[Stored data]
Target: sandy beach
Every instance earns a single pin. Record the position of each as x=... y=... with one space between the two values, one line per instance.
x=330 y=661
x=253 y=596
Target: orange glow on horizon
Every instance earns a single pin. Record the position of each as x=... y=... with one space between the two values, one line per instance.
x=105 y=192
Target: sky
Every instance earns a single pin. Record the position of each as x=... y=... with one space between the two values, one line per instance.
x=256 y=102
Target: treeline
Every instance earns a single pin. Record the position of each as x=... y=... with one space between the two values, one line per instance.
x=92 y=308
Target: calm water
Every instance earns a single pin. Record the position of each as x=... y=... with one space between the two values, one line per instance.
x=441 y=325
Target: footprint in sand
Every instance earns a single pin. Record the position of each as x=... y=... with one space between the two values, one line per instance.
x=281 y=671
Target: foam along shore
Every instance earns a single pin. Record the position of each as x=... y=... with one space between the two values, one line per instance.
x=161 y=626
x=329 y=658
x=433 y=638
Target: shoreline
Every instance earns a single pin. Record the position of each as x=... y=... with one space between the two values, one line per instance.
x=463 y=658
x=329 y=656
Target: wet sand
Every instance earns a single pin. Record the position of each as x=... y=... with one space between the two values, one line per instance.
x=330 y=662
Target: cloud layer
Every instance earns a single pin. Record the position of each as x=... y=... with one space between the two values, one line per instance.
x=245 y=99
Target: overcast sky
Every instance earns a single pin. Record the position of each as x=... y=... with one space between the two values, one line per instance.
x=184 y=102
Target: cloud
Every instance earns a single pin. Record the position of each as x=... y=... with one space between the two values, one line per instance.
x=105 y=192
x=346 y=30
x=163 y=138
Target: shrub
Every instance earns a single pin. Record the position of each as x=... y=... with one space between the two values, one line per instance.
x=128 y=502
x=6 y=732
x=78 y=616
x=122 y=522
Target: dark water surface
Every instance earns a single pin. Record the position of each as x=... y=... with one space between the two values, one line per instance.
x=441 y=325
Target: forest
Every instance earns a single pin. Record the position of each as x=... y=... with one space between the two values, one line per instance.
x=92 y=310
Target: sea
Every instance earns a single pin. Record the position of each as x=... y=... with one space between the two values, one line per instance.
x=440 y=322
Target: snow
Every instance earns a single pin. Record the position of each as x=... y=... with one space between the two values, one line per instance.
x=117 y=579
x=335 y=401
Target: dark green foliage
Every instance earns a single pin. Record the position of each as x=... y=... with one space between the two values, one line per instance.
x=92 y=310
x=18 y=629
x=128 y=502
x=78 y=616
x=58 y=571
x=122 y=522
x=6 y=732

Instructions for the task: Would you please restate all of the entries exactly?

Output below:
Target: sandy beach
Every instance earns a single pin. Record the position of each as x=... y=... with one space between the two values, one line per instance.
x=330 y=661
x=253 y=596
Target: orange glow on horizon
Every instance earns a single pin. Record the position of each as x=... y=... with one space between the two values, one line per instance.
x=105 y=192
Target: sky
Every instance earns a single pin. Record the position of each as x=... y=... with one space between the two values, one line per instance.
x=256 y=102
Target: treeline
Every instance earns a single pin. Record the position of each as x=... y=... with one space between the two values, one line per instance.
x=92 y=308
Target: calm water
Every instance earns a single pin. Record the position of each as x=... y=... with one space between the two values, one line per instance.
x=441 y=325
Target: footprint in sand
Every instance earns a single pin. Record the position of each as x=... y=... with one space between the two values, one line per instance.
x=281 y=671
Target: foam along shore
Every instance earns a single pin. Record the position of each as x=... y=... with one space between the two values, one line per instance.
x=161 y=626
x=329 y=658
x=433 y=638
Target: shoreline
Every instance earns a single pin. Record the position of each as x=... y=... with one space between the two values, one line per instance.
x=463 y=658
x=329 y=656
Target: wet sand
Every instance earns a single pin. Record the position of each as x=... y=... with one space between the two values, one line per instance.
x=330 y=662
Target: cloud layer
Every instance earns a single pin. Record the position of each as x=... y=... with one space between the two values, one line per instance.
x=245 y=99
Target: overcast sky
Every instance earns a single pin. Record the position of each as x=... y=... with one space between the two values, one line per instance.
x=184 y=102
Target: cloud
Every instance earns a single pin. Record the position of each as x=... y=... with one space between the two values, one line per instance.
x=105 y=192
x=346 y=30
x=163 y=138
Target: shrub
Every instance earns a single pin. Record the position of each as x=... y=... with one space between the two values, one line per instance.
x=128 y=502
x=6 y=732
x=78 y=616
x=122 y=522
Target: dark water surface
Every instance earns a single pin. Record the position of each as x=... y=... with one space between the two values, one line per instance.
x=441 y=325
Target: forest
Every instance earns a single pin. Record the position of each as x=... y=... with one space between the two values, one line per instance.
x=92 y=310
Target: sea
Every instance earns a single pin. Record the position of each as x=... y=... with one space between the two values, one line per instance.
x=440 y=322
Target: snow
Every instance earns a single pin. Record the position of each as x=... y=... with one space between the two values, one line per instance.
x=117 y=579
x=335 y=401
Target: dark green foliage
Every instance earns a single pin. Record the position of each as x=... y=... with one space between the two values, one line per instance.
x=92 y=310
x=18 y=629
x=128 y=502
x=78 y=616
x=58 y=571
x=122 y=522
x=6 y=732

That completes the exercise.